• _Problem details_
Pull out every line of the listing below that contains the string "hair", and copy each one in full.

• _Provided data_

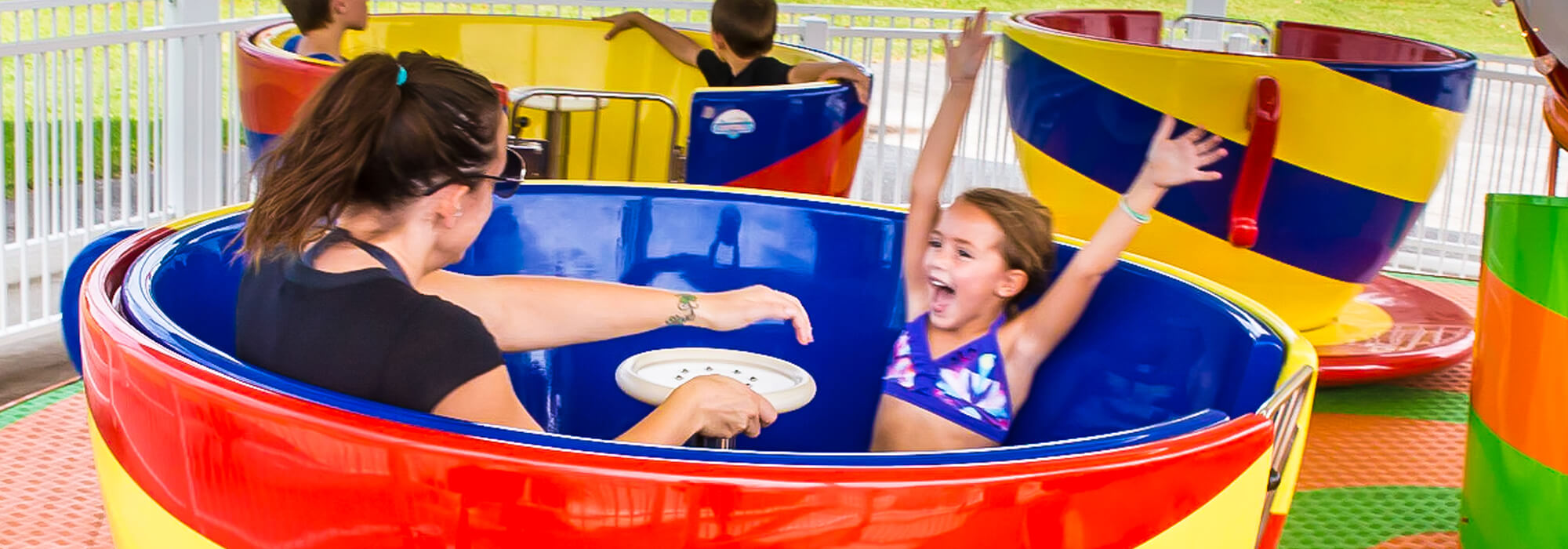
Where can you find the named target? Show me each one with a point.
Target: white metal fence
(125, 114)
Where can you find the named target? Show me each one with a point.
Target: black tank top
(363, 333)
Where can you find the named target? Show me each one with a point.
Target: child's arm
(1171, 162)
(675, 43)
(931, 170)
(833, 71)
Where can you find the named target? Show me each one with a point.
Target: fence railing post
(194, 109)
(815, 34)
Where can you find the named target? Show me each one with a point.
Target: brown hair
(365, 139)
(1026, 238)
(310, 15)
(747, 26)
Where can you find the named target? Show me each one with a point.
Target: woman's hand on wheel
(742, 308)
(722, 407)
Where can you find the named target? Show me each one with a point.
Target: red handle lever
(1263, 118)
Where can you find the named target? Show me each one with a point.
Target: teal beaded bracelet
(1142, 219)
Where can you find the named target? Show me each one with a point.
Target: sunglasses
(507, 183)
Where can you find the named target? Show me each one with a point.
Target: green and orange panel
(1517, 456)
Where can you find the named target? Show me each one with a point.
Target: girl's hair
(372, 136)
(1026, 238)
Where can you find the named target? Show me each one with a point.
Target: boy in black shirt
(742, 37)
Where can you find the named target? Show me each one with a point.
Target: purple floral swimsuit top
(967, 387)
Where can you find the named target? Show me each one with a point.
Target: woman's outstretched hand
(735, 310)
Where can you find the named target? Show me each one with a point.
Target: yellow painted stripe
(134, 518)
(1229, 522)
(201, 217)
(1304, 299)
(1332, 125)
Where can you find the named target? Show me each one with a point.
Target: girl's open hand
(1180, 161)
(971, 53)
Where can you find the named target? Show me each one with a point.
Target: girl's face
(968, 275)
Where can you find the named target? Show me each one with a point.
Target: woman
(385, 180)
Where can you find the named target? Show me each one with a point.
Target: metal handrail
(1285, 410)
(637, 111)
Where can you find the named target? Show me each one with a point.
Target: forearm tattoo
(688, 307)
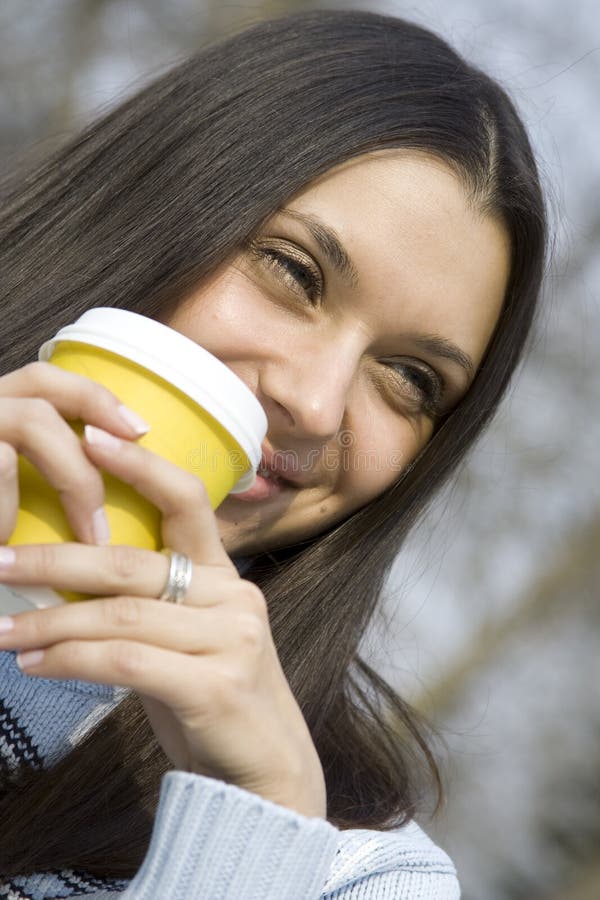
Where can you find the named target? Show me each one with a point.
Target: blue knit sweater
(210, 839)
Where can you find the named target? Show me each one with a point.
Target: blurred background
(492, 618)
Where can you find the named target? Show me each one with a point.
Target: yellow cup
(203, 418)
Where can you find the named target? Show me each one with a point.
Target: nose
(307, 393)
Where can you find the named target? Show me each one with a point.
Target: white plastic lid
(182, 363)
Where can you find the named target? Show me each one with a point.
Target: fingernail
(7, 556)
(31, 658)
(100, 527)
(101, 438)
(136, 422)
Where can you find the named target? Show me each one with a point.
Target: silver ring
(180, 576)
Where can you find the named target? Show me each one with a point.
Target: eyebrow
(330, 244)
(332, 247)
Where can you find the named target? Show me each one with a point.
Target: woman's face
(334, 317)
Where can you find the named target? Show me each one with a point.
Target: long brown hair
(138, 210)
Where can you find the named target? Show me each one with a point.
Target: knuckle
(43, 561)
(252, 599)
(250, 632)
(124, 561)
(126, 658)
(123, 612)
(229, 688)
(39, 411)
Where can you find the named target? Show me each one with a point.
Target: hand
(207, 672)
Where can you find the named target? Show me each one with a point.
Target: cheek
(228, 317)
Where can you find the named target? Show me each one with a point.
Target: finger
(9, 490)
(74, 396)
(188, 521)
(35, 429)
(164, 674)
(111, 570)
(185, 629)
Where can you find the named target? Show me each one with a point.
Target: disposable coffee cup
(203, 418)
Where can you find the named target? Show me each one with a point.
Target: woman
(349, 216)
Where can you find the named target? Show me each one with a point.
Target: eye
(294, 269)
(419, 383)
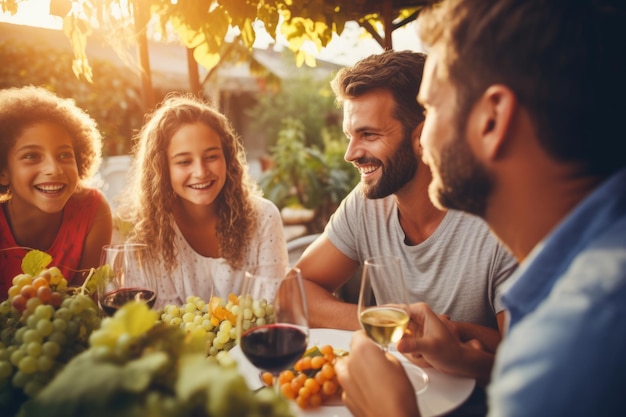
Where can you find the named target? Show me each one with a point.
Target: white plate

• _Exercise answer_
Target: brown hair
Target: girl's hair
Target: long brown hair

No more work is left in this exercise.